Work order A —
In the article on day care and antibiotics, which journal published the Canadian study?
Work order B —
Please rewrite the article on day care and antibiotics from "Feb. 15, 2000" to "and Adolescent Medicine.", putting "doctor" in place of "physician".

Source text —
Feb. 15, 2000 (Atlanta) -- A new study confirms what many working parents know to be true. Day care center staff too often pressure parents to take their child to a physician, get antibiotics, or just stay at home with their child without adequate reason. The Canadian study is published in this month's Archives of Pediatrics and Adolescent Medicine.

"It looks like there is poor knowledge on the part of the day care directors, and they tend to encourage antibiotics for attendees," corresponding author Elaine E.L. Wang, MD, tells WebMD. "There's no question they need better education."

Children experience many illnesses during childhood. Most childhood illnesses, such as the common cold, are caused by viral infections. Children normally recover from common viral infections when the illness has run its course. Antibiotics should not be used to treat viral infections.

Antibiotics do treat bacterial infections, however. Over time, bacteria can become resistant to antibiotics, and overuse of the medications is often a factor in that resistance. The authors note that "strategies are needed to reduce unnecessary antibiotic prescriptions, the major contributor to the escalating problem of antibiotic-resistant bacteria."

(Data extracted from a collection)

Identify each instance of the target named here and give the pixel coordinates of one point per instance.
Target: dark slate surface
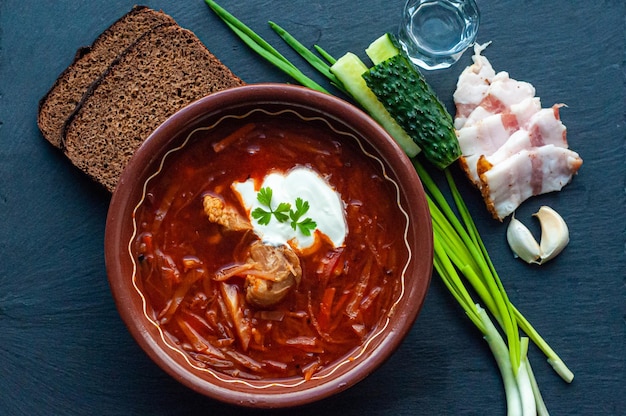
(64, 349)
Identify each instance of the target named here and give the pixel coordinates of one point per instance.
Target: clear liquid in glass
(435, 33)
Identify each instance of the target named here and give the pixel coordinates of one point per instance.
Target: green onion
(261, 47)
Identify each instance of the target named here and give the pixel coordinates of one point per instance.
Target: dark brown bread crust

* * *

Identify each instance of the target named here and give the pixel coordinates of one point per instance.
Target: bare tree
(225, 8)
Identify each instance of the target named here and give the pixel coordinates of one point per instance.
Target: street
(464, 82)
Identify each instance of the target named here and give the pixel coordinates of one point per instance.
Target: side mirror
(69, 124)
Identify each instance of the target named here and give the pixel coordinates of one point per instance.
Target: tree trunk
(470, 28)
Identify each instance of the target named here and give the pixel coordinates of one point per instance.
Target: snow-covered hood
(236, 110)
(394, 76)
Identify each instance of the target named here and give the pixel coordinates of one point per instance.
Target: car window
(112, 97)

Exercise output A —
Archives of Pediatrics and Adolescent Medicine

Exercise output B —
Feb. 15, 2000 (Atlanta) -- A new study confirms what many working parents know to be true. Day care center staff too often pressure parents to take their child to a doctor, get antibiotics, or just stay at home with their child without adequate reason. The Canadian study is published in this month's Archives of Pediatrics and Adolescent Medicine.